## SOURCE EXTRACT:
Shisakune Demo DiffSinger

Introduction

Shisakune Demo (also known as: 试作音デモ, 试作音Demo, 席黛墨) DiffSinger is a high-quality AI singing voice synthesizing model based on DiffSinger. This model uses OpenUtau as renderer.

About DiffSinger：

https://github.com/openvpi/DiffSinger

About OpenUtau：

https://www.openutau.com/

https://github.com/stakira/OpenUtau

User Manual

Installation

Before use, please ensure that the lastest NSF-HiFiGAN vocoder for DiffSinger is already installed in OpenUtau. About this vocoder: https://github.com/openvpi/vocoders
Download the .zip files in the Release page of this repository.
Drag the .zip file into the main UI window of OpenUtau, and finish installation according to prompts.

## SUPPLIED INFORMATION:
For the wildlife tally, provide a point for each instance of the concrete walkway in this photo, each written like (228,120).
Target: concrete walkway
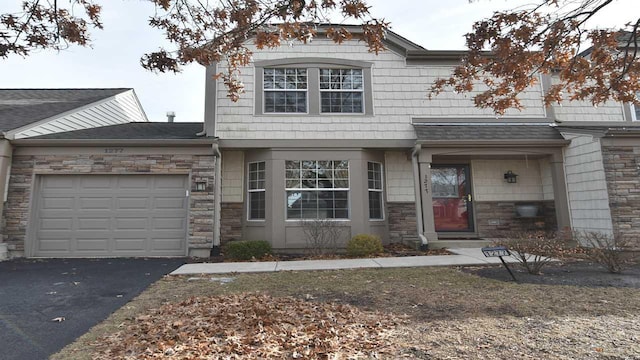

## INSTRUCTIONS:
- a) From the Shisakune Demo DiffSinger page, reproduce the passage starting with "https://www.openutau.com/" and going on through "according to prompts.".
- b) Answer these questions using the Shisakune Demo DiffSinger page:
(i) What does the model use as its renderer?
(ii) Which vocoder must already be installed in OpenUtau before use?
(iii) Where should the downloaded .zip file be dragged?

## EXERCISE ANSWERS:
- a)
https://www.openutau.com/

https://github.com/stakira/OpenUtau

User Manual

Installation

Before use, please ensure that the lastest NSF-HiFiGAN vocoder for DiffSinger is already installed in OpenUtau. About this vocoder: https://github.com/openvpi/vocoders
Download the .zip files in the Release page of this repository.
Drag the .zip file into the main UI window of OpenUtau, and finish installation according to prompts.

- b)
(i) OpenUtau.
(ii) The latest NSF-HiFiGAN vocoder for DiffSinger.
(iii) Into the main UI window of OpenUtau.